### Required action
Convert the material into a Markdown table with the columns Row and Line, giving each line its own numbered row and leaving out blank lines. Begin at the first line of the material and stop after the line that contains "positive clicks: (838, 723)".

### Records for this task
■ ■ ■ ■ ■ ■ ■

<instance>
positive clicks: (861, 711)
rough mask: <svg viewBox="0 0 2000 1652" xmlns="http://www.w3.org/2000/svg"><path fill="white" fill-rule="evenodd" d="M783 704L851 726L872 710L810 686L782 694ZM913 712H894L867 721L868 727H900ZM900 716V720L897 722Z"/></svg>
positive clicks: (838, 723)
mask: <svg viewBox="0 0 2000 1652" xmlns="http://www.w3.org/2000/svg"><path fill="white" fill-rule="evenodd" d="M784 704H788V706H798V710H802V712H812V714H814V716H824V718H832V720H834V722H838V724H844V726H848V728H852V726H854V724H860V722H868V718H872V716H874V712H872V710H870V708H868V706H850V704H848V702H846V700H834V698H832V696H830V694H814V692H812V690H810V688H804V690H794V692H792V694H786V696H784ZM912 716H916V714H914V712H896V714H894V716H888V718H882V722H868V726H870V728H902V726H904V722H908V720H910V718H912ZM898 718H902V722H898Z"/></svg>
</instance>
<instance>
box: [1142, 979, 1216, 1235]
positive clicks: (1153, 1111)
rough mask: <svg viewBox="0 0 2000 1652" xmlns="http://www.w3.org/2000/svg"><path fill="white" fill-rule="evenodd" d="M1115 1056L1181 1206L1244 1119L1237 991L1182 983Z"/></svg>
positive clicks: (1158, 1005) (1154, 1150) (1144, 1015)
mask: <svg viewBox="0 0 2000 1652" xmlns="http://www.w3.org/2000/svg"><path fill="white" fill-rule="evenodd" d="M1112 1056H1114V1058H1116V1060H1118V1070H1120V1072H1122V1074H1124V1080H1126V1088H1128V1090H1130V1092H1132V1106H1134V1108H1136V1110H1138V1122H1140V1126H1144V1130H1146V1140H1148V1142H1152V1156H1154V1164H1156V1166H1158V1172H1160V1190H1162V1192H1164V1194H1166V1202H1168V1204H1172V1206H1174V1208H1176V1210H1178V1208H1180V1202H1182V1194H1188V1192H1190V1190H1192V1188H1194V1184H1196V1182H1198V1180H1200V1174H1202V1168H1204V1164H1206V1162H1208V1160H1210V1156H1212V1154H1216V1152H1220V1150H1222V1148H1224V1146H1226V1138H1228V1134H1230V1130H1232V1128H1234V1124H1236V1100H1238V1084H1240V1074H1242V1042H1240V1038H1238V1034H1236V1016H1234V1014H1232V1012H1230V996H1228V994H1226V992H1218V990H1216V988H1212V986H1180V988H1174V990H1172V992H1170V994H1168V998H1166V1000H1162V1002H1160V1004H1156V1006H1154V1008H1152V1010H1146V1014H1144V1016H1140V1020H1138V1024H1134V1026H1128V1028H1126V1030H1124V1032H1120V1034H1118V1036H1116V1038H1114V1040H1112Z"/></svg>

■ ■ ■ ■ ■ ■ ■

### Response
| Row | Line |
|---|---|
| 1 | <instance> |
| 2 | positive clicks: (861, 711) |
| 3 | rough mask: <svg viewBox="0 0 2000 1652" xmlns="http://www.w3.org/2000/svg"><path fill="white" fill-rule="evenodd" d="M783 704L851 726L872 710L810 686L782 694ZM913 712H894L867 721L868 727H900ZM900 716V720L897 722Z"/></svg> |
| 4 | positive clicks: (838, 723) |